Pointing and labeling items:
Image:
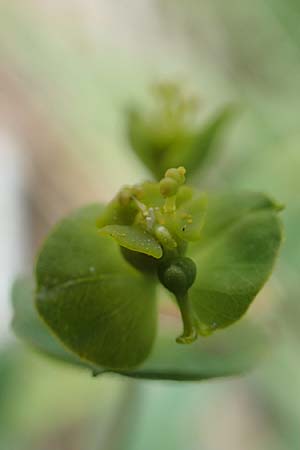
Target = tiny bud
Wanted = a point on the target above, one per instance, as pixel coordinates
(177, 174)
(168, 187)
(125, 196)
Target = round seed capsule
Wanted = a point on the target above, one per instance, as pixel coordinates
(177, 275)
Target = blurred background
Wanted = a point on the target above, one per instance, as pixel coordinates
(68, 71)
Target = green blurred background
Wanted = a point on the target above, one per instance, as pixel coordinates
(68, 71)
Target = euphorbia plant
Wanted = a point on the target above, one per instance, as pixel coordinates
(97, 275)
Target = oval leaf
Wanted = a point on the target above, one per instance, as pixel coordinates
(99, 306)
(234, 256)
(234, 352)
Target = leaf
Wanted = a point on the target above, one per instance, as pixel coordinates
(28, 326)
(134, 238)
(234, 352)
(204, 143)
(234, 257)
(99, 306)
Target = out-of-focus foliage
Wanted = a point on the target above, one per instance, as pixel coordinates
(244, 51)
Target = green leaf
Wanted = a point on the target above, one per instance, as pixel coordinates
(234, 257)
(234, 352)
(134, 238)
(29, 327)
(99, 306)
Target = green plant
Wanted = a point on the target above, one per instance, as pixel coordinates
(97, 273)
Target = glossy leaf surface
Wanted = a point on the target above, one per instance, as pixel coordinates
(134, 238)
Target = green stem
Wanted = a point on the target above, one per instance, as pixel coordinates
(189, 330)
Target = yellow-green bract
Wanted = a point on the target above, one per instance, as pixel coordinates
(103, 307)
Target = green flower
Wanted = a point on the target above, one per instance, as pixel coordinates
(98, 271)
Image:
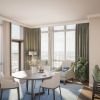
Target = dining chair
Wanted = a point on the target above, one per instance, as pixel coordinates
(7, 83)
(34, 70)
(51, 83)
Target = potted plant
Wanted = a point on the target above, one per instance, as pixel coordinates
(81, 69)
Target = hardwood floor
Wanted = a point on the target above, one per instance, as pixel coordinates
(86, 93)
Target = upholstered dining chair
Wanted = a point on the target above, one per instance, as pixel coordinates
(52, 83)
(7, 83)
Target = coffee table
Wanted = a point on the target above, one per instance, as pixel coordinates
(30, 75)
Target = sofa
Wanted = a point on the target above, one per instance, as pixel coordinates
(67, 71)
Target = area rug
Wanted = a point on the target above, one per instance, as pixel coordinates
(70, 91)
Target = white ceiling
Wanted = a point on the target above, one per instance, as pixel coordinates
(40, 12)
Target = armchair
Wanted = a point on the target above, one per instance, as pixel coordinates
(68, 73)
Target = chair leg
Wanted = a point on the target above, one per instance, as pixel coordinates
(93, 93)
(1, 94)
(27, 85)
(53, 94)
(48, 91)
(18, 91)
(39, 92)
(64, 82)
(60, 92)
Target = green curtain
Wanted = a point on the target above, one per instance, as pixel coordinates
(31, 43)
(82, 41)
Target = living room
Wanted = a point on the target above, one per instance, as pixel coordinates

→ **Problem**: Could you rewrite every line of the items above as a Markdown table with the columns Row and Line, skipping any blank lines and leaving the pictures out?

→ **Response**:
| Row | Line |
|---|---|
| 1 | Image: |
| 2 | Target = tiny bud |
| 3 | Wanted = a point on the target above, one per instance, as pixel coordinates |
| 4 | (177, 174) |
| 5 | (168, 187) |
| 6 | (125, 196) |
| 7 | Target = round seed capsule |
| 8 | Wanted = a point on the target above, one per instance, as pixel coordinates |
| 9 | (177, 275) |
| 10 | Target = blurred background |
| 11 | Wanted = a point on the target above, one per instance, as pixel coordinates |
| 12 | (68, 71) |
| 13 | Target = green blurred background |
| 14 | Wanted = a point on the target above, one per instance, as pixel coordinates |
| 15 | (68, 71) |
| 16 | Target = euphorbia plant |
| 17 | Wanted = a point on the target above, one per instance, as pixel coordinates |
| 18 | (97, 275) |
| 19 | Target = oval leaf |
| 20 | Wanted = a point on the target above, one per instance, as pixel coordinates |
| 21 | (99, 306) |
| 22 | (234, 256) |
| 23 | (234, 352) |
| 24 | Target = leaf |
| 25 | Wanted = a point on the target above, one per instance, as pixel coordinates |
| 26 | (28, 326) |
| 27 | (134, 238) |
| 28 | (234, 352) |
| 29 | (204, 143) |
| 30 | (234, 257) |
| 31 | (99, 306) |
| 32 | Target = out-of-focus foliage |
| 33 | Wanted = a point on the target above, one per instance, as pixel coordinates |
| 34 | (244, 51) |
| 35 | Target = green leaf |
| 36 | Wanted = a point on the target above, one per instance, as pixel coordinates |
| 37 | (234, 257) |
| 38 | (234, 352) |
| 39 | (134, 238) |
| 40 | (29, 327) |
| 41 | (99, 306) |
| 42 | Target = green plant |
| 43 | Wanted = a point on the target above, one per instance, as pixel coordinates |
| 44 | (97, 273) |
| 45 | Target = glossy leaf surface |
| 46 | Wanted = a point on the target above, one per instance, as pixel coordinates |
| 47 | (134, 238) |
| 48 | Target = green stem |
| 49 | Wanted = a point on the target above, one per instance, as pixel coordinates |
| 50 | (189, 330) |
| 51 | Target = yellow-green bract |
| 52 | Wanted = a point on the target above, one per instance, as pixel coordinates |
| 53 | (103, 307) |
| 54 | Target = green flower |
| 55 | Wanted = a point on the target above, one per instance, as pixel coordinates |
| 56 | (98, 271) |
| 57 | Image: |
| 58 | Target = dining chair |
| 59 | Wanted = a point on the target above, one per instance, as pixel coordinates |
| 60 | (7, 83) |
| 61 | (34, 70) |
| 62 | (51, 83) |
| 63 | Target = potted plant |
| 64 | Wanted = a point on the target above, one per instance, as pixel coordinates |
| 65 | (81, 69) |
| 66 | Target = hardwood floor |
| 67 | Wanted = a point on the target above, one per instance, as pixel coordinates |
| 68 | (86, 93) |
| 69 | Target = upholstered dining chair |
| 70 | Wanted = a point on the target above, one per instance, as pixel coordinates |
| 71 | (52, 83) |
| 72 | (7, 83) |
| 73 | Target = coffee table |
| 74 | Wanted = a point on the target above, one per instance, as pixel coordinates |
| 75 | (30, 75) |
| 76 | Target = sofa |
| 77 | Wanted = a point on the target above, one per instance, as pixel coordinates |
| 78 | (67, 71) |
| 79 | Target = area rug |
| 80 | Wanted = a point on the target above, one per instance, as pixel coordinates |
| 81 | (70, 91) |
| 82 | Target = white ceiling |
| 83 | Wanted = a point on the target above, one per instance, as pixel coordinates |
| 84 | (40, 12) |
| 85 | Target = armchair |
| 86 | Wanted = a point on the target above, one per instance, as pixel coordinates |
| 87 | (68, 73) |
| 88 | Target = chair leg |
| 89 | Wanted = a point on the target above, one per instance, as pixel coordinates |
| 90 | (93, 93) |
| 91 | (1, 94) |
| 92 | (27, 85) |
| 93 | (53, 94) |
| 94 | (48, 91) |
| 95 | (18, 91) |
| 96 | (39, 92) |
| 97 | (64, 82) |
| 98 | (60, 92) |
| 99 | Target = green curtain |
| 100 | Wanted = a point on the target above, one per instance, as pixel coordinates |
| 101 | (31, 43) |
| 102 | (82, 41) |
| 103 | Target = living room |
| 104 | Wanted = a point on the target above, one per instance, as pixel coordinates |